Text block
· · · ·

Monday, October 12, 2009 — Added important and reassuring information about the chronicity of low back pain. See “Prognosis for patients with chronic low back pain: inception cohort study”.
Wednesday, July 8, 2009 — Publication.
Further Reading
If you found this article useful, you may also be interested in this advanced low back tutorial:
Save Yourself from Low Back Pain!
Notes
- People often have no pain or other symptoms despite the presence of obvious arthritic degeneration, herniated discs, and other seemingly serious structural problems like stenosis and spondylolistheses. This surprising contradiction has been made clear by a wide variety of research over the years (particularly see several studies in the 1990s: Boden, Jensen, Weishaupt, Stadnik and Borenstein), and was well-established by 2001 when low back pain expert Dr. Richard Deyo wrote in a physician tutorial for New England Journal of Medicine that “…disk and other abnormalities are common among asymptomatic adults” (see Deyo). The point has been emphasized by many other experts since, and continues to be clarified by new research in many different ways, such as a 2006 experiment (see Haig) showing surprising evidence that even spinal canal stenosis (narrowing) is routinely painless; or a 2009 paper (see Chou) concluding that most therapies that try to treat low back pain by addressing alleged mechanical problems are still controversial and unproven after all these years . Return to text.

· · · ·

Please condense the paragraph in the low back pain article that begins "People often have no pain" into a short bulleted list that keeps its main facts. The listing isn't needed for anything here.

· · · ·

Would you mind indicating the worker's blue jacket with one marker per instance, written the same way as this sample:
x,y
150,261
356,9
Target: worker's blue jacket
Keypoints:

· · · ·

Answer box
- People often have no pain or other symptoms despite obvious structural problems such as arthritic degeneration, herniated discs, stenosis and spondylolistheses.
- Many studies over the years have shown this, especially several from the 1990s (Boden, Jensen, Weishaupt, Stadnik and Borenstein).
- By 2001 the point was well established. That year, low back pain expert Dr. Richard Deyo wrote in a New England Journal of Medicine physician tutorial that disk and other abnormalities are common among asymptomatic adults.
- Many other experts have since emphasized the point, and new research keeps clarifying it.
- A 2006 experiment (Haig) showed that even spinal canal stenosis (narrowing) is routinely painless.
- A 2009 paper (Chou) concluded that most therapies aimed at alleged mechanical causes of low back pain remain controversial and unproven.